GOAL:
Extract each line of the listing below that contains the word "black".

PROVIDED RECORDS:

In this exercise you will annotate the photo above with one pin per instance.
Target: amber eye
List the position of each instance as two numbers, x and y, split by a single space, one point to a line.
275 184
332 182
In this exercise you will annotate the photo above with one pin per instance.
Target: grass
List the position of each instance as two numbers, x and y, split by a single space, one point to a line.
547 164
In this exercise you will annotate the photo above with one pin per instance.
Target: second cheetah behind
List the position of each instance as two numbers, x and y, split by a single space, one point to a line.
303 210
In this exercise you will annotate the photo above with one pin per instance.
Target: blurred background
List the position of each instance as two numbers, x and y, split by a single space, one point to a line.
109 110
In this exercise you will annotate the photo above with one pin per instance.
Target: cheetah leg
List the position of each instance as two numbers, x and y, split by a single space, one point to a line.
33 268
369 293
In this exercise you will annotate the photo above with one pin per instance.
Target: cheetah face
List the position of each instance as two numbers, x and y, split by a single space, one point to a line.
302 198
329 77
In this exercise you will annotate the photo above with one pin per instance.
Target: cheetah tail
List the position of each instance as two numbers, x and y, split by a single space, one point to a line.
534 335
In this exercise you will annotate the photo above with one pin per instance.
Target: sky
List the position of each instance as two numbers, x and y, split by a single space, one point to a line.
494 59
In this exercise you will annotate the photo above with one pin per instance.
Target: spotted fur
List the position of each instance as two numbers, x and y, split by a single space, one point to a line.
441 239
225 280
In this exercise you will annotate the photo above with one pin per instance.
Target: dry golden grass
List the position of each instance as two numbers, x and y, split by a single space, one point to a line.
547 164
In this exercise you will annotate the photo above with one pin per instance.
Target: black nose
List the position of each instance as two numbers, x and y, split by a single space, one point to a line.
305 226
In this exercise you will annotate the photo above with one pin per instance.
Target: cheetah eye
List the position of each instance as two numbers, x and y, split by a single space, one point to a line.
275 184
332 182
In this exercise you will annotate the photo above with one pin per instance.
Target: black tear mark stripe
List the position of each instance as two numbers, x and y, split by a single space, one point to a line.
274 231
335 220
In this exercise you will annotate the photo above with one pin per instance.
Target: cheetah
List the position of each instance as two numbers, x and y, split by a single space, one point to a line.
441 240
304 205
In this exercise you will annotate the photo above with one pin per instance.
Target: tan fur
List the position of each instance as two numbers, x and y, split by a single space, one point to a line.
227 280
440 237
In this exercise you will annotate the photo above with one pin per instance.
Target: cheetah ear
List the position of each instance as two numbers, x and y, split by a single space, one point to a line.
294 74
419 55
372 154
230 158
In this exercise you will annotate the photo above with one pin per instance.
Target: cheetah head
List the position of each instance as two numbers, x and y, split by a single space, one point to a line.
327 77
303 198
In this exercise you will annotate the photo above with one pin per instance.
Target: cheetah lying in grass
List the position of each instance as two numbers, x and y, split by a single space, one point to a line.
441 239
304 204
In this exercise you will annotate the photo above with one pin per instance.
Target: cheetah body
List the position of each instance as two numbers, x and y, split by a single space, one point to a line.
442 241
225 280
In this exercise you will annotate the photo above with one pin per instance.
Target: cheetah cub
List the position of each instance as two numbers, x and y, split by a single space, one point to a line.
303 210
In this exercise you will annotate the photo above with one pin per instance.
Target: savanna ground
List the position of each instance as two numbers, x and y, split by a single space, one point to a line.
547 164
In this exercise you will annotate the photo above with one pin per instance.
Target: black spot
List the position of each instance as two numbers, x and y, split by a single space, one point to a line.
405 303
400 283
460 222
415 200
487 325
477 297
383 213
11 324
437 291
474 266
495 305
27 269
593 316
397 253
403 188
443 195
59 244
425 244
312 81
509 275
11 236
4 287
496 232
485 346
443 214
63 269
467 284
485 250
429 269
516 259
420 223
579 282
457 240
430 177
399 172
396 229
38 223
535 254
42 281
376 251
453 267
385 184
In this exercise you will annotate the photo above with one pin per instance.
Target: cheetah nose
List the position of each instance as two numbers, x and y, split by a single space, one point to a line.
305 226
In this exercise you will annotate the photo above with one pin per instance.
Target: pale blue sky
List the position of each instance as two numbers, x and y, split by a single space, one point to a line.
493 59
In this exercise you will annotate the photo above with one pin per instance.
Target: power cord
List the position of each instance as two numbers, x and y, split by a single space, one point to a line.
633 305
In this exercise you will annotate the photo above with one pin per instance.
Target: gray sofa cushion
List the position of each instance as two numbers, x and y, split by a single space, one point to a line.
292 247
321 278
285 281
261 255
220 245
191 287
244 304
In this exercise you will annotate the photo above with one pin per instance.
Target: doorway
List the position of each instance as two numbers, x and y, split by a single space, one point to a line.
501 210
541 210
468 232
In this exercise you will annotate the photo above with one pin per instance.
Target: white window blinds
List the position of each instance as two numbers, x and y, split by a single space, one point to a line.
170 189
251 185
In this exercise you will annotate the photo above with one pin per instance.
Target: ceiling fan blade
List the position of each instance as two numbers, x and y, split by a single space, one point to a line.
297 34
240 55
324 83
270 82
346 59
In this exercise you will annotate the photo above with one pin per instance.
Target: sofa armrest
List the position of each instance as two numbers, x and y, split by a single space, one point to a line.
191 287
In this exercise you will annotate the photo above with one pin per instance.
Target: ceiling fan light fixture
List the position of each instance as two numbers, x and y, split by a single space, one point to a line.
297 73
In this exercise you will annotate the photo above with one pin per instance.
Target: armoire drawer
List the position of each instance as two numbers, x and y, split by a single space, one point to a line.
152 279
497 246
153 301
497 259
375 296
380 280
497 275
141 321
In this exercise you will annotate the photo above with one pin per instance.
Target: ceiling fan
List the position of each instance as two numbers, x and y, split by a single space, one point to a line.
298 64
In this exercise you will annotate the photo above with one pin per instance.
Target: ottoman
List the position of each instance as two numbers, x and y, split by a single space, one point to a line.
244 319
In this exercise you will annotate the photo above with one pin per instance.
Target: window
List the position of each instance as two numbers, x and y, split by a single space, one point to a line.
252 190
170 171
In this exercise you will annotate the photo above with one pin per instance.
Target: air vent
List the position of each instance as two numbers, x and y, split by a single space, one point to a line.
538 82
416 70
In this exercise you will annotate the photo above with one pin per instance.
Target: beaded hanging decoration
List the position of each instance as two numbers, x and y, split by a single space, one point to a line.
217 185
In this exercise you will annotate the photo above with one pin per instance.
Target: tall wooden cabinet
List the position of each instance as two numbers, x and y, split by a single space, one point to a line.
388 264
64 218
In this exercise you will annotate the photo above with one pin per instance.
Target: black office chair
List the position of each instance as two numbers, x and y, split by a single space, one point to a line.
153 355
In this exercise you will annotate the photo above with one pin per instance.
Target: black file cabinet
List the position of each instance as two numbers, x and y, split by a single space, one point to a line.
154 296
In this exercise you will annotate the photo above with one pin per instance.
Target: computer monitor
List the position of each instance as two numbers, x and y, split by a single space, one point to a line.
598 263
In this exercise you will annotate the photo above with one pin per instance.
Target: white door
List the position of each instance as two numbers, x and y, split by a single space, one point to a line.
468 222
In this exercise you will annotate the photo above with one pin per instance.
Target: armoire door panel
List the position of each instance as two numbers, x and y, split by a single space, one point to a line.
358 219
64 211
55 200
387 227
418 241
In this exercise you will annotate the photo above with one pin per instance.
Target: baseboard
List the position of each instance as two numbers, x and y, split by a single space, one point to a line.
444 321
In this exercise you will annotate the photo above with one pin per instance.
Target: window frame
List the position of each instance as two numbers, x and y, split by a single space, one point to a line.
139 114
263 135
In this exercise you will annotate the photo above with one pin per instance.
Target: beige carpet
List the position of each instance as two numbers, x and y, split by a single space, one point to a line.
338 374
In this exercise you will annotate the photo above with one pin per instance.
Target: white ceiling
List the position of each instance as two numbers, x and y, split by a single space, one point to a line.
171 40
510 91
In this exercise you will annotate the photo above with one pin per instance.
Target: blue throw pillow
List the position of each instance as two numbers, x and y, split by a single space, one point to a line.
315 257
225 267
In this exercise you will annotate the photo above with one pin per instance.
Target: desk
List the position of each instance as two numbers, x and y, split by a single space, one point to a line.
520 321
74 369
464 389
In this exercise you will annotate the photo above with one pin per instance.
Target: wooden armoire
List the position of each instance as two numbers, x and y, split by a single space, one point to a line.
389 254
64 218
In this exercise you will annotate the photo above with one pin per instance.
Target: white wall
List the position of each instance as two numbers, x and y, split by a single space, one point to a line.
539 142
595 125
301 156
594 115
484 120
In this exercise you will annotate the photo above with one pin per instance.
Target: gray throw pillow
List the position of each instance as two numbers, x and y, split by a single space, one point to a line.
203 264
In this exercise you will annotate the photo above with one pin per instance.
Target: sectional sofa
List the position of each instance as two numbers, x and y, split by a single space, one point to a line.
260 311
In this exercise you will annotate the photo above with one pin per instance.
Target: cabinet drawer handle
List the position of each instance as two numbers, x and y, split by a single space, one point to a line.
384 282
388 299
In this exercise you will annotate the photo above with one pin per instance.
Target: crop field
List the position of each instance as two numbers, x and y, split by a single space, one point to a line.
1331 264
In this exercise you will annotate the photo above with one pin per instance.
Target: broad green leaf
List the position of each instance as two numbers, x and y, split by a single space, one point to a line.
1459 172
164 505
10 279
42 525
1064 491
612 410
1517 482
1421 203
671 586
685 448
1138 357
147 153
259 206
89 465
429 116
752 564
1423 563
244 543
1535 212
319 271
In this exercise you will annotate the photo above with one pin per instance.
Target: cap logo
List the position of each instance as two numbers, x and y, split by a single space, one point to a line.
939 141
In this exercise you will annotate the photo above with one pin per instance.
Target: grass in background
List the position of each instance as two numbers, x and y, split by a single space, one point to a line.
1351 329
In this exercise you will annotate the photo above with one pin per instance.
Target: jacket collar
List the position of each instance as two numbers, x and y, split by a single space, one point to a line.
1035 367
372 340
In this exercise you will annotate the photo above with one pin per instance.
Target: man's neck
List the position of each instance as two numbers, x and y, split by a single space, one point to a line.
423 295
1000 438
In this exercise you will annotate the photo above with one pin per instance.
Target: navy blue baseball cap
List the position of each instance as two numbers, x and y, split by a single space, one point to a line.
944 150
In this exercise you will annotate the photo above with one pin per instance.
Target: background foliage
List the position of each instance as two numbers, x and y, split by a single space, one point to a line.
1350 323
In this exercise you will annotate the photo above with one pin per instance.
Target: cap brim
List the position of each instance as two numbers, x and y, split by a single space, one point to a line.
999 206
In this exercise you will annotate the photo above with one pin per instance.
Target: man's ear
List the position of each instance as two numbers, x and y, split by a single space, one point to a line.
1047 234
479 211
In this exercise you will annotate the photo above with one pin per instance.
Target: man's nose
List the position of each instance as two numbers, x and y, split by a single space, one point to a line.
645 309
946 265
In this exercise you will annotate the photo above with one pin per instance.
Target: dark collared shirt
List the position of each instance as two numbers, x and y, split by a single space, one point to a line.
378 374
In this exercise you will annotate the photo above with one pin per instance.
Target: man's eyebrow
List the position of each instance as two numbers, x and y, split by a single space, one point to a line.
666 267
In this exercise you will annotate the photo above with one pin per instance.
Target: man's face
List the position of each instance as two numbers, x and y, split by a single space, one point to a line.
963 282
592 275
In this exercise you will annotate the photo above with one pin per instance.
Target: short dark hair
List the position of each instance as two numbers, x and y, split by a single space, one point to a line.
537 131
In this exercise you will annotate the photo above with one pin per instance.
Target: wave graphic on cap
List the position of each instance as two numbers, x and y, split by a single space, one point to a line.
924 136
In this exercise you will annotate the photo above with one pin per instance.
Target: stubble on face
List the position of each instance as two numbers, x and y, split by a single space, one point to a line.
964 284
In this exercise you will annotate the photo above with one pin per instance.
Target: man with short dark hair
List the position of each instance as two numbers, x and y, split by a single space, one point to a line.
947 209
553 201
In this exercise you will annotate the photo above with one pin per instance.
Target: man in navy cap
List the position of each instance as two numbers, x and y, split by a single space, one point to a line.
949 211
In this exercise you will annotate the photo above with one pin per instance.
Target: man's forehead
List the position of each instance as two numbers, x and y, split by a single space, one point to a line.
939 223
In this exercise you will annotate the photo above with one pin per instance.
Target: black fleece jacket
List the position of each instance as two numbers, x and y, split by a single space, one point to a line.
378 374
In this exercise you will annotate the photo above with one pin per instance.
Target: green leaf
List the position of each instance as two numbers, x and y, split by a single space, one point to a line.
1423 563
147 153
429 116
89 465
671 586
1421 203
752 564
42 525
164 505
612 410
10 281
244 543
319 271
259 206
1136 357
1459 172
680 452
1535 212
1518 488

REPLY:
Target: black nose
Target: black tear mark stripe
Target: black spot
Target: black office chair
Target: black file cabinet
Target: black fleece jacket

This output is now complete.